(EXCERPTED PASSAGE begins)

To be frank I like the place and wished I could live there. Unfortunately the truth is that the place is mainly for foreign expats. There is a long waiting list if you want to rent a place there. For Singaporeans, it is virtually an impossibility to live there. I can understand why the expats like the place. In a concrete jungle like Singapore, Seletar Airbase is the closest you can get to living in suburbs in places like Australia for instance. And the best thing is that this "natural reserve" is but a 10 minutes drive away from the bustle and hustle of the city! So you get really the best of both worlds.
I wonder how many residents live there? What are the numbers? And what is the percentage of foreigners among these numbers?
Here are a few comments I have personally :
1) Seletar Airbase is more of a colonial vestige for foreigners living the "special" life in Singapore. It serves its purpose for Singapore as part of the package we sell to the foreign talent we so covet. Most Singaporeans don't live there. Most Singaporeans don't even go there.
2) Should the residents there have been consulted before the re-development projects had been decided? Yes of course they should have. But since when has the Singapore government consulted Singaporean residents on anything before deciding what they want to do? And for the matter even if they do "consult" it is merely at face value as the plans continue anyway, but they get to explain away the objections. So to the expats in Singapore, welcome to "Uniquely Singapore". Learn to live with it. You cannot have your cake and eat it.
3) Expats may say that their arguments are helpful to Singapore. Shouldn't Singaporeans support them in seeing this last vestige of rural peaceful living preserved? Well thank you very much. But somehow I don't buy that. I don't hear expats calling the talk back programme when we are talking about other Singapore issues. Where are they? Usually people who are unhappy tend to be the ones who call in to express their disappointment and lodge their complaints. And it was no different today. Interestingly you can look back and realise that expats probably have it real good in Singapore. They have little to be unhappy about and little to complain about. If they did, you can bet they would make their views known, just as we saw today. It's no open secret that Singapore is designed to please the foreigners more than the locals.

(EXCERPTED PASSAGE ends)

### TASK BRIEF
From the passage on Seletar Airbase, output the text from "To be frank" up to and including "among these numbers?", copied word for word. Nothing in the records is required for the work on this passage.

(INPUT DATA begins)

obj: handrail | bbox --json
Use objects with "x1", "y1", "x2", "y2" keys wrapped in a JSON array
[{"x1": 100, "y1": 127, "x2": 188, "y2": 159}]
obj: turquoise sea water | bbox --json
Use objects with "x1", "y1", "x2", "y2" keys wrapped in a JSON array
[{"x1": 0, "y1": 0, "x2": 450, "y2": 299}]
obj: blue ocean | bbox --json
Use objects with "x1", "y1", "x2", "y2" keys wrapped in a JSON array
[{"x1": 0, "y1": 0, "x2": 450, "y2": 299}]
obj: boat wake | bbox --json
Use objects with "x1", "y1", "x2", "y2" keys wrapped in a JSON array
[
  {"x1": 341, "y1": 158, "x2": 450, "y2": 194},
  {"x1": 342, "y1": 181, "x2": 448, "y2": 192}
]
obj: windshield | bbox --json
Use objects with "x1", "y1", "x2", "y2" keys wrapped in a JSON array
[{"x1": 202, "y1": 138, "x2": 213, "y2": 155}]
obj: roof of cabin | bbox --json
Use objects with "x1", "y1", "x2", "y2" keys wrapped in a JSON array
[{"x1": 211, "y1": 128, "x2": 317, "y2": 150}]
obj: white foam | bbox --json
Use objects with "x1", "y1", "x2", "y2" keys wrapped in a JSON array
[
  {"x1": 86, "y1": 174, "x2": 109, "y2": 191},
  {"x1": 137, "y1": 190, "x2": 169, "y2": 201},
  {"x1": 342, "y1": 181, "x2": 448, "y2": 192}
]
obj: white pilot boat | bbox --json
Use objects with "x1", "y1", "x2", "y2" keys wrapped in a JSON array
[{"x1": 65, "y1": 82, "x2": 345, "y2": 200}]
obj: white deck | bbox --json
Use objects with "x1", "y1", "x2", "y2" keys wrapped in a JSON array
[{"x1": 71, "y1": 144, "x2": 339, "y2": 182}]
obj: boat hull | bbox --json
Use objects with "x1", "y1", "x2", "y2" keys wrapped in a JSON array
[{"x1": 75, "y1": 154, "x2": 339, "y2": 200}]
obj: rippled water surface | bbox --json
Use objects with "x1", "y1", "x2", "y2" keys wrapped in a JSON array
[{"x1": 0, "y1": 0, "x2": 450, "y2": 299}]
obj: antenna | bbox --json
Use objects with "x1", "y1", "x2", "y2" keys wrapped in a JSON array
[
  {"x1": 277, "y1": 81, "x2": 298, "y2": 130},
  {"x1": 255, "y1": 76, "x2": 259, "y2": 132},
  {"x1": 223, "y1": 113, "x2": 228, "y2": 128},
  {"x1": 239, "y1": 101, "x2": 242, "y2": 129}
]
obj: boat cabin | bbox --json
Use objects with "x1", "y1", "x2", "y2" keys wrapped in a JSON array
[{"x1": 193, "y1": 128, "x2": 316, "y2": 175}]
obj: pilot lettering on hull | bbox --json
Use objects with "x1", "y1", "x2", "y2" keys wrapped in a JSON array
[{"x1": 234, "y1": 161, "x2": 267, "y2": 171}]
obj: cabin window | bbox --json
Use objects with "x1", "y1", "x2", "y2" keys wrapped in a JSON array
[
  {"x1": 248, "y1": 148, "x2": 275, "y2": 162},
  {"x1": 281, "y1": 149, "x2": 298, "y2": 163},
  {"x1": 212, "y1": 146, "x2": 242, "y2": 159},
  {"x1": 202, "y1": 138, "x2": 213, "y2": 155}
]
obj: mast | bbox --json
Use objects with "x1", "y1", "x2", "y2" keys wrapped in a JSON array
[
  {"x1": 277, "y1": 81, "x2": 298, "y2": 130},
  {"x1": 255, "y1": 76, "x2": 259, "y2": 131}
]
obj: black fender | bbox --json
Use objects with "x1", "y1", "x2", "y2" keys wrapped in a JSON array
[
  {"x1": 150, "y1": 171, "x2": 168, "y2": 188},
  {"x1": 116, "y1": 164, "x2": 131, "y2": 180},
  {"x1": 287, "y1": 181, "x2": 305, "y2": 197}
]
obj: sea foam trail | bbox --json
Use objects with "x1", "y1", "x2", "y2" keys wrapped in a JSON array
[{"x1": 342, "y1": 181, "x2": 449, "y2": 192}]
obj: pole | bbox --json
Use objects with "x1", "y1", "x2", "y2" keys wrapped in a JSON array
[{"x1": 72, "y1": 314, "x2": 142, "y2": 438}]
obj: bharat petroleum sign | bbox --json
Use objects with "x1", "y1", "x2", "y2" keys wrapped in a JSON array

(INPUT DATA ends)

### SOLUTION FOR THIS TASK
To be frank I like the place and wished I could live there. Unfortunately the truth is that the place is mainly for foreign expats. There is a long waiting list if you want to rent a place there. For Singaporeans, it is virtually an impossibility to live there. I can understand why the expats like the place. In a concrete jungle like Singapore, Seletar Airbase is the closest you can get to living in suburbs in places like Australia for instance. And the best thing is that this "natural reserve" is but a 10 minutes drive away from the bustle and hustle of the city! So you get really the best of both worlds.
I wonder how many residents live there? What are the numbers? And what is the percentage of foreigners among these numbers?